╭─ Selected text

McBride was cast as Carol Peletier in the AMC television drama series The Walking Dead – her biggest role to date. Peletier begins as a mid-forties abused wife and caring mother to preteen Sophia, fighting to survive in a violent post-apocalyptic world populated with flesh-eating zombies and the few surviving humans, some of whom are diabolical and even more dangerous than the zombies themselves. McBride did not audition for the role, which she thought was temporary. She was a recurring cast member in Season 1 and was promoted to series regular for Season 2. McBride's name appeared in the opening credits sequence beginning with the first episode of Season 4. Carol was supposed to have been killed off in the episode "Killer Within", but the producers eventually had a change of plans.

As the series progresses, McBride's character develops from being weak and dependent, into a strong, cunning, and loyal warrior. The direction of her character is contrasted between the two media. In the comic series, Carol is much younger and exhibits a neurotic, self-centered, and naive demeanor. Throughout her time in the comics, she grows increasingly unstable to the point of being self-destructive. The television show differs in these regards, as she is shown to be a stern, pragmatic, and compassionate individual who has been gradually building inner strength. Producers of the series, Scott M. Gimple and Robert Kirkman, said in 2014 that "Carol is her own unique character; it would be a disservice to Melissa McBride to say she's evolved into the Carol from the comics. The Carol in the TV show is a wholly original creation that we'll continue to explore on the show to great effect. Everyone in the writers' room loves that character, and we're thrilled with what Melissa has brought to the table. She has definitely become a character that is one to watch, and there's some really exciting stuff ahead for her."

╰─

— What to do —
(a) According to the text about McBride's role on The Walking Dead, in which season was she promoted to series regular?
(b) Copy word for word the part of the text about McBride's role, starting with "McBride was cast" and going on through "change of plans.".

╭─ Supplied material

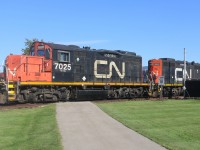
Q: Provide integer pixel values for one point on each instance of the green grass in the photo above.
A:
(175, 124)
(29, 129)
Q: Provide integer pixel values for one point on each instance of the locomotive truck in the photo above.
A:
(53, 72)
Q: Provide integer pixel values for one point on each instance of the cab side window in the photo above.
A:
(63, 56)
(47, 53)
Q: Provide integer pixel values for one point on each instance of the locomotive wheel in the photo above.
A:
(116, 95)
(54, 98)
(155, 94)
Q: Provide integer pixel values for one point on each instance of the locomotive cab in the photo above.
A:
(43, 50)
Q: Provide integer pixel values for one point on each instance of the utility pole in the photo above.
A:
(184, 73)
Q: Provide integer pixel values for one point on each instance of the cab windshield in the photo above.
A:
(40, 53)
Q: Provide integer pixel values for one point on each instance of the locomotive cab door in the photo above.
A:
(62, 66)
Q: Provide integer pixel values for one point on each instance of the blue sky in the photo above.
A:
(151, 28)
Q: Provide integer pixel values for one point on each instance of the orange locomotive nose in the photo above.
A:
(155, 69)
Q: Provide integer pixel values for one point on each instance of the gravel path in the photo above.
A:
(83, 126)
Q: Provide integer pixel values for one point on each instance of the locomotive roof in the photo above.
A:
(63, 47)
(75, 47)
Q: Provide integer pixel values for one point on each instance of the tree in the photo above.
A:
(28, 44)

╰─
╭─ Supplied material

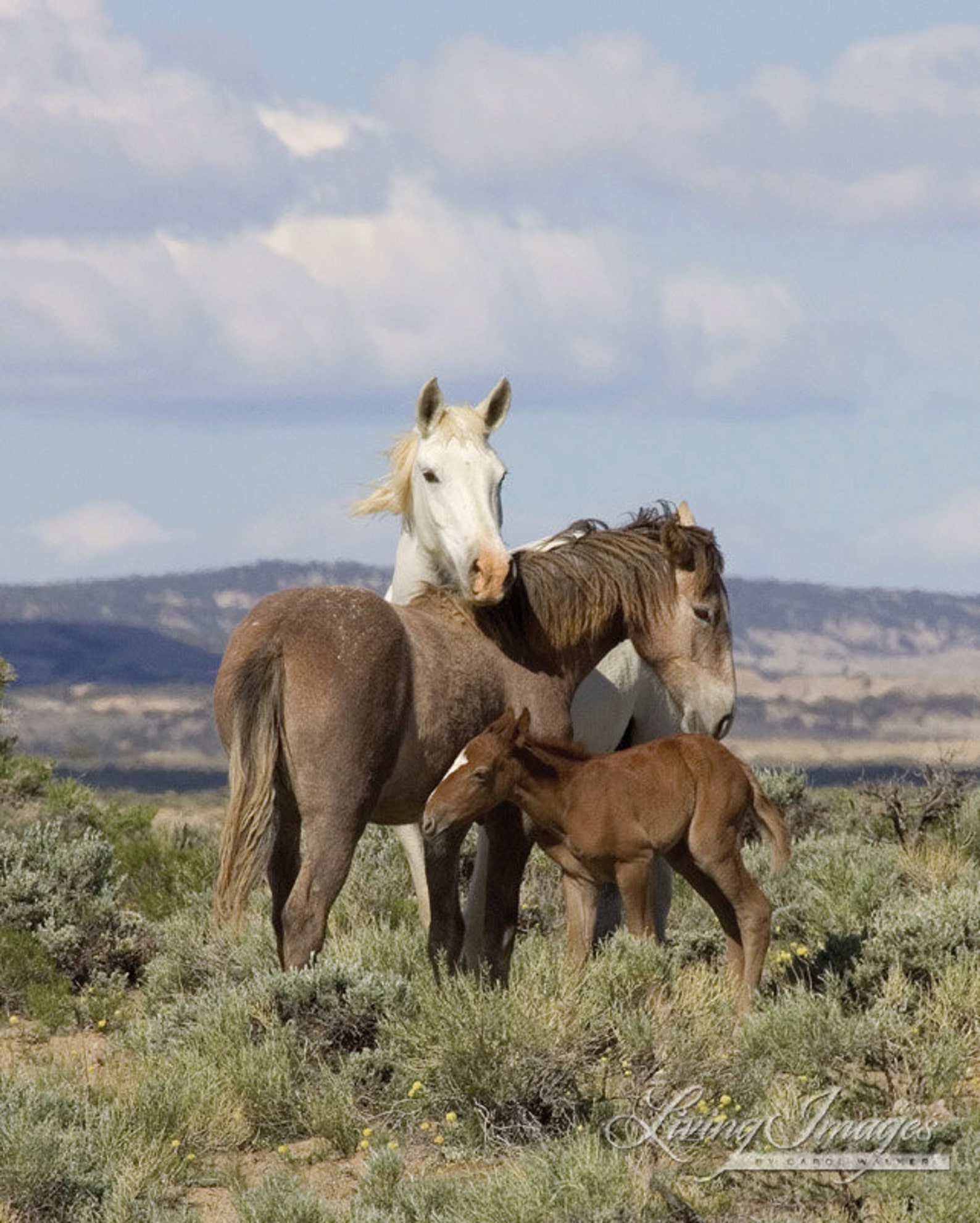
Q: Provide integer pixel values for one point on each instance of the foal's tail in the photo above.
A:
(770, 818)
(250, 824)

╰─

— Answers by item number —
(a) Season 2

(b)
McBride was cast as Carol Peletier in the AMC television drama series The Walking Dead – her biggest role to date. Peletier begins as a mid-forties abused wife and caring mother to preteen Sophia, fighting to survive in a violent post-apocalyptic world populated with flesh-eating zombies and the few surviving humans, some of whom are diabolical and even more dangerous than the zombies themselves. McBride did not audition for the role, which she thought was temporary. She was a recurring cast member in Season 1 and was promoted to series regular for Season 2. McBride's name appeared in the opening credits sequence beginning with the first episode of Season 4. Carol was supposed to have been killed off in the episode "Killer Within", but the producers eventually had a change of plans.